El mar, parece mentira, se reactiva con una lluvia tan ligera. El escurrimiento moderado de
nutrientes lo fertiliza, siendo por su propia naturaleza tan solo un desierto con sales
inundando permanentemente. Necesita del llanto del agua dulce desde tierra firme para
permanecer vivo. Yendo al suelo y un poco más allá se forman depósitos subterráneos que
luego, durante meses, escurren a manera de manantiales el agua almacenada
pacientemente durante las lluvias extendiendo sus beneficios ya bien entrado el estío.
Anoche chateaba con mi lejana amiga Alexandra, en la anteriormente apacible ciudad de
Oaxaca, y la animaba a dejar fluir lo que pensaba sobre una hoja de papel. Imaginé su cara
bonita y sus ojos atentos sobre el monitor, trantando de crear una línea y le decía que
simplemente dejara correr las cosas, como si fueran agua, y que como el agua
encontrarían su camino. Que no pensara, como no piensa la lluvia para caer, escurrir,
mojar y beneficiar. Que al igual que la lluvia, solo fuera lo que es ella. En el mundo actual,
esto no es fácil. La imposición, la cerrazón y la violencia impera.
El extrañamiento por la lluvia de la noche del miércoles es precisamente por lo violentos
que han venido a ser los aguaceros en Acapulco. Se han vuelto torrenciales, repentinos
para aparecer y desaparecer. En pocos minutos cae del cielo una cortina de agua que hace
unos pocos años tardaba hasta varios días en bajar. Y los efectos son totalmente
contrarios a lo anterior. El agua arrastra, destruye, derriba. Corre sobre el suelo y se lleva
con corrientes furiosas todo lo que encuentra a su paso. Transporta toneladas de lodo,
arena y rocas que arranca de cerros y cauces y los deposita en calles, plazas, playas y mar.

----------

* **TAREAS**
1. Enumera los lugares donde, según el texto sobre la lluvia, el agua deposita el lodo, la arena y las rocas que arrastra.
2. Prosigue el texto sobre la lluvia a partir de su última oración.

----------

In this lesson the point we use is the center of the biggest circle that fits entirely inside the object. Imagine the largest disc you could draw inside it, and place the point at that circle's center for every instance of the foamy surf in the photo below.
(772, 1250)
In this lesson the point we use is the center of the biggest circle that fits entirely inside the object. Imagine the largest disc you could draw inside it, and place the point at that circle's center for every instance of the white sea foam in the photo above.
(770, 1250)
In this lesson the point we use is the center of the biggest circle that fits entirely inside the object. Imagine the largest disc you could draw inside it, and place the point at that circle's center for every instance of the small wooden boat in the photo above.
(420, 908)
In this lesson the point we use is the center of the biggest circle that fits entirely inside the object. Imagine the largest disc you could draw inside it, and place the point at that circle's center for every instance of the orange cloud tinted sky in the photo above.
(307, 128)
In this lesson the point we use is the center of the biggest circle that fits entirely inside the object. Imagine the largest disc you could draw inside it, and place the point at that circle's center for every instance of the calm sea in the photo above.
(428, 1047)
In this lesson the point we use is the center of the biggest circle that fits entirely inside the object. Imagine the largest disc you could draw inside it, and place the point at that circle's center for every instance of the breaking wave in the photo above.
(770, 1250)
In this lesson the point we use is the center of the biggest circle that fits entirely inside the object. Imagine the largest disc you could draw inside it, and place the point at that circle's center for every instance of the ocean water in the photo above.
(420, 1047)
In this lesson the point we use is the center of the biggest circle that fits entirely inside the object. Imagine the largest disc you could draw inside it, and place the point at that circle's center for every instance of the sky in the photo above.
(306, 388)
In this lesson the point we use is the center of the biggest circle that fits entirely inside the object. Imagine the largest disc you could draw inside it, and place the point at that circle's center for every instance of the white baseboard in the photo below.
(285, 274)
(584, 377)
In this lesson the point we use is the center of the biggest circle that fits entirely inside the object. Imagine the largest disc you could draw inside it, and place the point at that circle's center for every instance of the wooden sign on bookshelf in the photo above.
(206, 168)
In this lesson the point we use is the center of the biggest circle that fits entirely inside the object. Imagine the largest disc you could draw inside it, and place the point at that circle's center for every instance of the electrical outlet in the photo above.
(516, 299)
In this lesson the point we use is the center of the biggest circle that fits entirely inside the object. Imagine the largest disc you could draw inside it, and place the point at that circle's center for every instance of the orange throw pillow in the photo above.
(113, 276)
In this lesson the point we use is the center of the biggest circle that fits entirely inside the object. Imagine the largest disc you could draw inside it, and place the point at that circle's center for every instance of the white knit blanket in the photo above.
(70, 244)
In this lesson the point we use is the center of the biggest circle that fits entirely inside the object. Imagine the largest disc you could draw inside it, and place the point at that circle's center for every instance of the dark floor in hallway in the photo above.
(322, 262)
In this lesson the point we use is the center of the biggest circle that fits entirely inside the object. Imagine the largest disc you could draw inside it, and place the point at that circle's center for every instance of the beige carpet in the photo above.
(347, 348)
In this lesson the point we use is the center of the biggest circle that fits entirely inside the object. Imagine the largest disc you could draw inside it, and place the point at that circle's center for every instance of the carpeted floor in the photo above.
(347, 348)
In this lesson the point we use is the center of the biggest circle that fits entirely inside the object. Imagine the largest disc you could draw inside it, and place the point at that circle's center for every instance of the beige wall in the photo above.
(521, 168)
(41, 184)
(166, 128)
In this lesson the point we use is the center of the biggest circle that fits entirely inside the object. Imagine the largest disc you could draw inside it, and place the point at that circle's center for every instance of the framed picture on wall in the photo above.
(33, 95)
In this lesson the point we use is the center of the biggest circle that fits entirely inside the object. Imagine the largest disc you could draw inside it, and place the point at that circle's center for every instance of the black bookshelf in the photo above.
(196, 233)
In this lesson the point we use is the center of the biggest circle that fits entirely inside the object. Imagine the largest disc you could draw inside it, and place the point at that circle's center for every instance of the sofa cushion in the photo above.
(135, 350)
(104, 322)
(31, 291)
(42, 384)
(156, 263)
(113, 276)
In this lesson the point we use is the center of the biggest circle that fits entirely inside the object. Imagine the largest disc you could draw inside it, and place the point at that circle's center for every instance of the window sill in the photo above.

----------

* **RESPUESTAS DADAS**
1. Calles, plazas, playas y mar.

2.
Surge una analogía chocante y una comparación apenas justa. Nuestras acciones ya no
son la gota ligera, el acto bondadoso, la atención y el cariño personalizado de un individuo
hacia su comunidad. Ahora es el torrente violento, la acción cobarde envalentonada por el
montón y el anonimato, reclamando corrección en un sector de transporte que de por sí es
abusivo, aumento de prebendas a maestros que ya de por sí son injustas, la no
construcción de un proyecto para el que no hay alternativa razonable y hasta un lamentable
agarrón entre chamacos después de uno de los pocos eventos culturales con los que
cuenta la ciudad, y para el cual evidentemente iban preparados, pues llevaban consigo
palos, piedras y puntas. ¡Juventud, divino tesoro! Esto es lo único que les hemos podido
enseñar.
Antes no era así, ahora es así y de ahí se cuelgan muchos para expresar lo muy poco que
pueden expresar, con la justificación de ‘no soy sólo yo, somos muchos y –nos lo aclaran–
echamos montón’. Somos torrente violento pues, no producimos, arrasamos. No
acordamos, imponemos. No dialogamos, sólo gritamos y golpeamos, y si nos contestan
de la misma manera los acusamos de ser represores violentos y de atentar contra
nuestros derechos humanos; habría que confirmar primero si existe esta condición en
ellos. Lo curioso es que el ciudadano común, el no afecto a la violencia, el que está harto
de los violentos, de repente comienza a considerar como una solución la fuerza, después
de ver que con palabras no se arregla nada. Cada vez lo vemos más cercano y , conforme
pasa el tiempo, cada vez más deseable. Es conmovedor ver cómo la violencia engendra
violencia. Cómo un torrente da luz a otro torrente. El primer torrente dice que no tiene nada
que perder. El segundo puede ser que esté cansado de perder y de escuchar al otro que no
tiene nada que perder.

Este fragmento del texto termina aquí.